═════ Exercise input ═════
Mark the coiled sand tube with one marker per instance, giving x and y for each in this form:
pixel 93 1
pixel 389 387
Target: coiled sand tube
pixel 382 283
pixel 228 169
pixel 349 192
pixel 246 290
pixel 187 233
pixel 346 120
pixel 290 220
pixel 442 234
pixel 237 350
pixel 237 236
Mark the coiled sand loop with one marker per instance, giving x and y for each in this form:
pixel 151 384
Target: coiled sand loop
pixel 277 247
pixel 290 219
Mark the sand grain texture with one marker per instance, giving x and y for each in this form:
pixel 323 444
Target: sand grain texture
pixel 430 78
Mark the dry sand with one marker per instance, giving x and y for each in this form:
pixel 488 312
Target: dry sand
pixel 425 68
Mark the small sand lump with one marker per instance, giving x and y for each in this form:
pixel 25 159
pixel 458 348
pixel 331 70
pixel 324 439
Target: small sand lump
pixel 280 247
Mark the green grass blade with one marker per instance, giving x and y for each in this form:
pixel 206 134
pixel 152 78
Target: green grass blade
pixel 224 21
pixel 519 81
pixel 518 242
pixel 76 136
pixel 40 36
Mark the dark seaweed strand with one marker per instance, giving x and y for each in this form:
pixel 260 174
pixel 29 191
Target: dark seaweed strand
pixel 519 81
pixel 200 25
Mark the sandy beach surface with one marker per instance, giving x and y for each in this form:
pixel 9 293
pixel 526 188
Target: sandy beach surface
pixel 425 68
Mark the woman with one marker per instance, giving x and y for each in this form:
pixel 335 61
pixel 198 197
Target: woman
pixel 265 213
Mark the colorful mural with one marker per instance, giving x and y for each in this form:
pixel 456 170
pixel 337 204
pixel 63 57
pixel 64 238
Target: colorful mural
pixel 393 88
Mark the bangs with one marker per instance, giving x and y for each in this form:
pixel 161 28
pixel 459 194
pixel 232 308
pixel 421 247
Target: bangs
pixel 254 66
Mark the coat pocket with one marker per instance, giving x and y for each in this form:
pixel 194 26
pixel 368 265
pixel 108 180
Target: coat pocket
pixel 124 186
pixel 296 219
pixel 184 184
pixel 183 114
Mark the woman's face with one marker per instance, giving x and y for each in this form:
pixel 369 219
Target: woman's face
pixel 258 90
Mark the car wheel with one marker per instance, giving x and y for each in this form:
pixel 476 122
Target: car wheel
═════
__Do this__
Rewrite all of the lines above, substituting "occurrence" for every "instance" and changing nothing else.

__Answer__
Mark the coiled sand tube with one marker per occurrence, giving x and y for each in this form:
pixel 93 1
pixel 389 387
Target: coiled sand tube
pixel 382 283
pixel 228 169
pixel 349 192
pixel 246 290
pixel 187 233
pixel 346 120
pixel 290 220
pixel 442 234
pixel 237 350
pixel 237 236
Mark the coiled sand loop with one marker per occurrence, giving x and y for each in this form:
pixel 151 384
Target: coiled sand loop
pixel 277 247
pixel 290 219
Mark the sand grain texture with one marker per occurrence, giving x and y for each in this form:
pixel 323 444
Target: sand grain texture
pixel 430 78
Mark the dry sand with one marker per occurrence, giving x and y for each in this form:
pixel 488 312
Target: dry sand
pixel 425 68
Mark the small sand lump with one marker per occurrence, giving x and y for each in this form:
pixel 25 159
pixel 458 348
pixel 331 70
pixel 324 439
Target: small sand lump
pixel 280 247
Mark the green grass blade with one marker per occurrence, giving x and y for each in this form:
pixel 206 134
pixel 152 78
Target: green grass blade
pixel 224 21
pixel 519 81
pixel 518 242
pixel 76 136
pixel 40 36
Mark the dark seaweed strand with one marker per occurrence, giving x and y for each in this form:
pixel 260 174
pixel 29 191
Target: dark seaweed strand
pixel 519 81
pixel 200 25
Mark the sandy beach surface with one marker per occurrence, giving x and y for each in this form:
pixel 9 293
pixel 526 188
Target: sandy beach surface
pixel 425 68
Mark the woman with one marker per occurrence, giving x and y for each in this form:
pixel 335 61
pixel 198 197
Target: woman
pixel 265 213
Mark the colorful mural with one marker per occurrence, giving x and y for each in this form:
pixel 456 170
pixel 337 204
pixel 63 57
pixel 64 238
Target: colorful mural
pixel 393 88
Mark the bangs with one marker per occurrence, giving x and y for each in this form:
pixel 161 28
pixel 459 194
pixel 232 308
pixel 421 247
Target: bangs
pixel 254 66
Mark the coat pocket with one marker per occurrence, giving x and y for each in this form:
pixel 194 26
pixel 368 265
pixel 108 180
Target: coat pocket
pixel 124 186
pixel 296 219
pixel 184 184
pixel 183 114
Mark the woman's face with one marker per occurrence, giving x and y for each in this form:
pixel 369 219
Target: woman's face
pixel 258 90
Mark the car wheel with one marker per occurrence, giving x and y for each in this form:
pixel 476 122
Target: car wheel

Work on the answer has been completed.